SELECTED EXTRACT:
|---|

There's a moment in every investor's journey when they look at the market, squint sceptically, and mutter, “Everyone else is an idiot.” Some people channel this energy into angry posts on X. Others start podcasts. David Lee, formerly of Bank of America Merrill Lynch's Asia Pacific Global Credit and Special Situations desk, decided to launch an ETF.
The LOGIQ Contrarian Opportunities ETF (ticker: LCO) began trading on the NYSE this week, and its prospectus reads like a love letter to everyone who's ever been confidently wrong at a dinner party. The fund seeks “total return, consisting of capital appreciation and income” by taking a “contrarian approach,” which the filing defines as identifying “investments where prevailing market views or positioning diverge from the Sub-Adviser's views.”
In simpler terms: they buy stuff other people don't want to buy.
The word “contrarian” appears approximately 900 times in the prospectus, or at least it feels that way. The strategy involves finding companies where the market's view is wrong and LOGIQ's view is right, which, when you think about it, is what every single active manager believes they're doing. The difference here is the candour. Most fund managers dress up their approach in language about “alpha generation” and “systematic edge.” LOGIQ just comes out and says it: we think the crowd is wrong, and we're going to bet on it.
The filing explains that the sub-adviser considers factors like “valuation relative to fundamentals, earnings growth potential, cash flow generation, balance sheet strength, material changes in industry outlook, competitive positioning within its industry, management quality, and sensitivity to macroeconomic and sector-specific trends.”
So, everything. They look at everything. Contrarianism with comprehensive due diligence.

|---|

PROVIDED RECORDS:
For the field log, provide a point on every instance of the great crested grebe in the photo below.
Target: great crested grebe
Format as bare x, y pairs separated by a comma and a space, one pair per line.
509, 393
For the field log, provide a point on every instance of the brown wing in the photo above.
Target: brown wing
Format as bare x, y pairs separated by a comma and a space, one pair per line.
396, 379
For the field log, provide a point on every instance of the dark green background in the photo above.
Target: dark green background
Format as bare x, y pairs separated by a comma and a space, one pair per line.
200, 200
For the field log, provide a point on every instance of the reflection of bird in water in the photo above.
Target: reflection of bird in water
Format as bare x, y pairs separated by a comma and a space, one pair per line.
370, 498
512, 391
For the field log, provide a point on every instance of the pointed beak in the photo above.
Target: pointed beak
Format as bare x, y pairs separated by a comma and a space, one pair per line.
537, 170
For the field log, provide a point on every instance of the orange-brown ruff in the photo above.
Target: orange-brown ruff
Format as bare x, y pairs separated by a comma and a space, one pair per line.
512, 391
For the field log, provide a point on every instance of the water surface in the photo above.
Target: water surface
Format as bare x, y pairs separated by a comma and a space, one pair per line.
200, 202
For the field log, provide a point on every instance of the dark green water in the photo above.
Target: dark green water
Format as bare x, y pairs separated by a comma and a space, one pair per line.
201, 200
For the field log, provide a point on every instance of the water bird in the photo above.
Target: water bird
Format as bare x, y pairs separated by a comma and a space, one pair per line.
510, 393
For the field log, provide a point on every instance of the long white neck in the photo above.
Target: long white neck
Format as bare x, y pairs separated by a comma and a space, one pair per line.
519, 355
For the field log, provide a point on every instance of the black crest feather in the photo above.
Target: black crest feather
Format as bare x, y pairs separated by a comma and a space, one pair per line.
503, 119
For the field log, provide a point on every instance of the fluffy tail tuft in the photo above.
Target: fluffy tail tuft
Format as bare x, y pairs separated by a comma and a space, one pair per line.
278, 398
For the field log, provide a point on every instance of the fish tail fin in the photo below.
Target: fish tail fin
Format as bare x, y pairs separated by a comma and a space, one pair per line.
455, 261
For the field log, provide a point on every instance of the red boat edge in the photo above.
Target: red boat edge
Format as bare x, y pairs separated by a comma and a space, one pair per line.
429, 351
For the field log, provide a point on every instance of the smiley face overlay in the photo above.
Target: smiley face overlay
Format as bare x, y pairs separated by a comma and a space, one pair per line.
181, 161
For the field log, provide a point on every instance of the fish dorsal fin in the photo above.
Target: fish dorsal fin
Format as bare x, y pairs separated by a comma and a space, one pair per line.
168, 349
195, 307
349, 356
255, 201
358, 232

|---|

THE REQUEST: How would the article on the LOGIQ Contrarian Opportunities ETF go on after its last sentence? Continue it from there.

THE RESPONSE:
LOGIQ Capital LLC, based in Englewood, New Jersey, serves as sub-adviser, with Tidal Investments handling the ETF wrapper. Tidal, for those keeping score at home, now manages approximately $48.87 billion across its various trusts and has become the preferred white-label ETF platform for anyone with a strategy and a dream.
The fund can invest in basically anything: domestic and foreign equities, depositary receipts, MLPs, preferred stocks, corporate bonds, government bonds, high-yield bonds (the prospectus helpfully notes these are also called “junk bonds,” presumably for the retail investors who wandered in), U.S. Treasuries, cash equivalents, and other ETFs. Foreign investments may include emerging market exposure. The portfolio will generally hold between 30 and 75 positions.
There's also an options component, because of course there is. The fund may “purchase and write put and call options on equity securities and equity security indices in an effort to generate income, establish directional positions, reduce portfolio volatility and/or hedge against market or other risks.” Nothing says contrarian like also hedging your contrarian bets.
David Lee's career trajectory makes for an interesting foundation for a contrarian fund. According to LOGIQ Capital's website (which, in keeping with the contrarian theme, is charmingly minimalist), Lee previously ran the Global Credit and Special Situations business in the Asia Pacific region for Bank of America Merrill Lynch.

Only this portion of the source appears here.